=== Supplied data ===

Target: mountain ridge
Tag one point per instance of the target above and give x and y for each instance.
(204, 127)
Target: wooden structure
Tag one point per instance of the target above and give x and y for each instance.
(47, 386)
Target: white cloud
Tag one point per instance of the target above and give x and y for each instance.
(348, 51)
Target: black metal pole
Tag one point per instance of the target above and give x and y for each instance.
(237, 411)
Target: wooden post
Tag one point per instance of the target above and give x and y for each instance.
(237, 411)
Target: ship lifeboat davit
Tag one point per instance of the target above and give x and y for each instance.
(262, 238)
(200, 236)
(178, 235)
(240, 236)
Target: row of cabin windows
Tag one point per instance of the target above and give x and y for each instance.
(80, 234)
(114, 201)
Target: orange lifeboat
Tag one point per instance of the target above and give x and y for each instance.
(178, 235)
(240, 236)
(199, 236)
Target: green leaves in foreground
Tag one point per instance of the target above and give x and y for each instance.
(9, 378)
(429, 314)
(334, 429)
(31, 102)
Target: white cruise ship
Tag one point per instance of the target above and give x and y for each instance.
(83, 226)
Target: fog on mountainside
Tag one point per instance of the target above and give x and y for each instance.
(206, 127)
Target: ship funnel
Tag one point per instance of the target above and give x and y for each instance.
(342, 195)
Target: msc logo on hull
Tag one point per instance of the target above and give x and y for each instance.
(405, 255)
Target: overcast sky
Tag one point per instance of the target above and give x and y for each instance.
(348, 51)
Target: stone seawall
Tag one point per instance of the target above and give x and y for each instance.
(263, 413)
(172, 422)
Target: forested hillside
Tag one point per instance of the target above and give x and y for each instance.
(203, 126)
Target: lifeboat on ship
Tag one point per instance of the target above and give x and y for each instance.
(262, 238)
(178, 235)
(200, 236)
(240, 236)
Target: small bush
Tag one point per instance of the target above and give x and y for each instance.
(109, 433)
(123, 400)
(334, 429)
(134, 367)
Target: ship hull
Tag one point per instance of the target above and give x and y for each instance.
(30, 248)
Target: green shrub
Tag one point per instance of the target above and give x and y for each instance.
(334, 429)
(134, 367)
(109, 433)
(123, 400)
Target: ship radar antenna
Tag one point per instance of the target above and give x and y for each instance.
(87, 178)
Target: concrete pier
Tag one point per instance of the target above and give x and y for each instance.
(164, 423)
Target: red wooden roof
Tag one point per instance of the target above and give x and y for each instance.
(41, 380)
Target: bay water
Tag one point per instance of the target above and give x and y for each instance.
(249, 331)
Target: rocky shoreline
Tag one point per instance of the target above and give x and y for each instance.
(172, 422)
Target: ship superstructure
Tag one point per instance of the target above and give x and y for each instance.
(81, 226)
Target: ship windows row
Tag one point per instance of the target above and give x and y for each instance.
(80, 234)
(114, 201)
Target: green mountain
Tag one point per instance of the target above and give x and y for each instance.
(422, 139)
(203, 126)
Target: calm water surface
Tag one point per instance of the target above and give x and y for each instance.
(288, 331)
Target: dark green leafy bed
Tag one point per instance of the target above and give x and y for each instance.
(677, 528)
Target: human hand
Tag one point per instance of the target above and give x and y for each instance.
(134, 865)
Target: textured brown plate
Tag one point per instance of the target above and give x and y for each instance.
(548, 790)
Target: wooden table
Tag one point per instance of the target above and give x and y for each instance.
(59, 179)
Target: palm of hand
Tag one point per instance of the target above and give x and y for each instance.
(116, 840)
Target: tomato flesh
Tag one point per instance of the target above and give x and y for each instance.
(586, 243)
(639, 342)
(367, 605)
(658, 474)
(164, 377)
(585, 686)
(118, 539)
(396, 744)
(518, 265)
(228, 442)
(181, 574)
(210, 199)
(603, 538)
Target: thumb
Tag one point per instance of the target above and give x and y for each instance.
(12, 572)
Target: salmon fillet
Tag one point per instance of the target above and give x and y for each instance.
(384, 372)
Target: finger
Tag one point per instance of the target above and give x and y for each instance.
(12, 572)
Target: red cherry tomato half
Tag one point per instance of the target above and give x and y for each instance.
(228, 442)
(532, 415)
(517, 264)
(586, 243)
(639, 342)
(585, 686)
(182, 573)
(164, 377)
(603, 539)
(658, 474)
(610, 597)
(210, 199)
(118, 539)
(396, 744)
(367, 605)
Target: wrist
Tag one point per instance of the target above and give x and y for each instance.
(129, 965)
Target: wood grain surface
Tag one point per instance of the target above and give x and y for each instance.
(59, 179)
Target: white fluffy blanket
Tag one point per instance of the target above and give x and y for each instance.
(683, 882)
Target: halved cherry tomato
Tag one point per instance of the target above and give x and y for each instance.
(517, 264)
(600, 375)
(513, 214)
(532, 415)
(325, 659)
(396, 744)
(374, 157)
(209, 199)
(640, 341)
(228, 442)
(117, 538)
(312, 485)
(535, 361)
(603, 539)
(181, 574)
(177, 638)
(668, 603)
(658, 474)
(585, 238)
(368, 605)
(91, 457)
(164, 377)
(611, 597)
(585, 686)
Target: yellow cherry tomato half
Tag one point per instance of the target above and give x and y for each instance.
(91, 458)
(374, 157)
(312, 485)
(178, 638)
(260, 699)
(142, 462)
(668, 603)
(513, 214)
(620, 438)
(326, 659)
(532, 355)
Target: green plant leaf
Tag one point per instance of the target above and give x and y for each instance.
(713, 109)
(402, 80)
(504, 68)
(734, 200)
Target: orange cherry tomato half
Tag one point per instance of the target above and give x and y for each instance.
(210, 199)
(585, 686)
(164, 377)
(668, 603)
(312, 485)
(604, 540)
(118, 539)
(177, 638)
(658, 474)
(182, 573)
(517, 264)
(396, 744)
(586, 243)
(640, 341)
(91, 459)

===

■ Exercise requirements ■
Look through the entries above and report each line where the string "hull" occurs.

■ Response ■
Target: msc logo on hull
Target: ship hull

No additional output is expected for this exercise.